→ **Exercise goal**
Show each line of the entries below that contains the string "lawn".

[Start of Data supplied]

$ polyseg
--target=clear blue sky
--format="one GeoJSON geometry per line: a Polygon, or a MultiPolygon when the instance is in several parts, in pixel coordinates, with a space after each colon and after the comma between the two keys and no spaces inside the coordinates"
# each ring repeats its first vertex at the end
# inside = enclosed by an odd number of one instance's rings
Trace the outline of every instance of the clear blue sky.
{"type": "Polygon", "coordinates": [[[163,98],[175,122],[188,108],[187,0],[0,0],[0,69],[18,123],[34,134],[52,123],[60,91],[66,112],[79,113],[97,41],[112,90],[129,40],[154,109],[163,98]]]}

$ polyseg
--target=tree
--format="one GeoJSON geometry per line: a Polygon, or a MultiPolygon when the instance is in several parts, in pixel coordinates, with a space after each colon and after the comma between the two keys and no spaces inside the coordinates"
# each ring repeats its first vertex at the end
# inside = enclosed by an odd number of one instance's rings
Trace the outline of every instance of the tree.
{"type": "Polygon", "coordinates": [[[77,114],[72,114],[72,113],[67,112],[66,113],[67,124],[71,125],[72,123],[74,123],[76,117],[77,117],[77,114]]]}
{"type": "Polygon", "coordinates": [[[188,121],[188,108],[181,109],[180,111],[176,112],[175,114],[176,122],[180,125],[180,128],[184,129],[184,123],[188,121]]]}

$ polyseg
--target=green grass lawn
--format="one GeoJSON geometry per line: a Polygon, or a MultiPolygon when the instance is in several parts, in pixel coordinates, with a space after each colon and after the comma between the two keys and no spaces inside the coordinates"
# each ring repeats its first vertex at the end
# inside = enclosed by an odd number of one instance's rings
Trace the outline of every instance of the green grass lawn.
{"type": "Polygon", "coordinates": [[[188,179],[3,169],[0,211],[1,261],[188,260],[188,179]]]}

[End of Data supplied]
[Start of Data supplied]

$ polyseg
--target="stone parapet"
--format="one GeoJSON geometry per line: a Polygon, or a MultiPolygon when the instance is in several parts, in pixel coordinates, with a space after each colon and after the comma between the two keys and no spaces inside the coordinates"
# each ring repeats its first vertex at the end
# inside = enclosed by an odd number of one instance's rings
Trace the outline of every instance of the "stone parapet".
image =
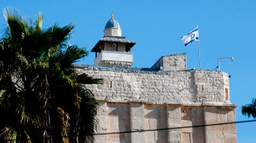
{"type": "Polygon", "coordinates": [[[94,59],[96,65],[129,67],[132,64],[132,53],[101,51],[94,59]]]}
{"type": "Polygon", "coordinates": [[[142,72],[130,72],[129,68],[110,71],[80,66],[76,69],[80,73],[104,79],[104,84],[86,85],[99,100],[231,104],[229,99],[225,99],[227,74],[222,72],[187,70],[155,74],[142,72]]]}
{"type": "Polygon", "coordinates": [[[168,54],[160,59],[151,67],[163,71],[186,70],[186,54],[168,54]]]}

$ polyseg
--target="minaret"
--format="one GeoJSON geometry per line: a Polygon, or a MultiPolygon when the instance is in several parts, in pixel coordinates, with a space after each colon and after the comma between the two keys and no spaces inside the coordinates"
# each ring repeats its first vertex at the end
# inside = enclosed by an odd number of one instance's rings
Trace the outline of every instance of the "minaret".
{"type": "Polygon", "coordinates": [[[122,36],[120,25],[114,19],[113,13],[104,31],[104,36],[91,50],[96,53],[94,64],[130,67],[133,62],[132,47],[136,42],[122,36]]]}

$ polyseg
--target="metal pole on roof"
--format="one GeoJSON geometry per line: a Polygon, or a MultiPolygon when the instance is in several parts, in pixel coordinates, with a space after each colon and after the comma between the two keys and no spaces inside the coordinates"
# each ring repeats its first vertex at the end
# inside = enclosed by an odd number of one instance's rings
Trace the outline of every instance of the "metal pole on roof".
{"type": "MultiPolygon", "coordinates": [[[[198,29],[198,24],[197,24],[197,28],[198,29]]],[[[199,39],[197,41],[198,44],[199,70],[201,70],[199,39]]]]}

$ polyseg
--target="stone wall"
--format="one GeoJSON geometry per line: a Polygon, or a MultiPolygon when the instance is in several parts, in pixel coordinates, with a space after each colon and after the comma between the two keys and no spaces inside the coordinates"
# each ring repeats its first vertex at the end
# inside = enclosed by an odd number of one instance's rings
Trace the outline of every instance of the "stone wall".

[End of Data supplied]
[Start of Data supplied]

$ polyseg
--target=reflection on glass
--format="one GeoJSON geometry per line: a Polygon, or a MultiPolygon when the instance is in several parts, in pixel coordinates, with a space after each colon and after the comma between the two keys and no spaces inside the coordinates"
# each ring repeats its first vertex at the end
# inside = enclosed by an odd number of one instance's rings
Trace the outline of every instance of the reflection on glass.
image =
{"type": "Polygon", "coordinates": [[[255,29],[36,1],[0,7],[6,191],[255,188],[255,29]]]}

[End of Data supplied]

→ **Written answer**
--target=green grass lawn
Trace the outline of every instance of the green grass lawn.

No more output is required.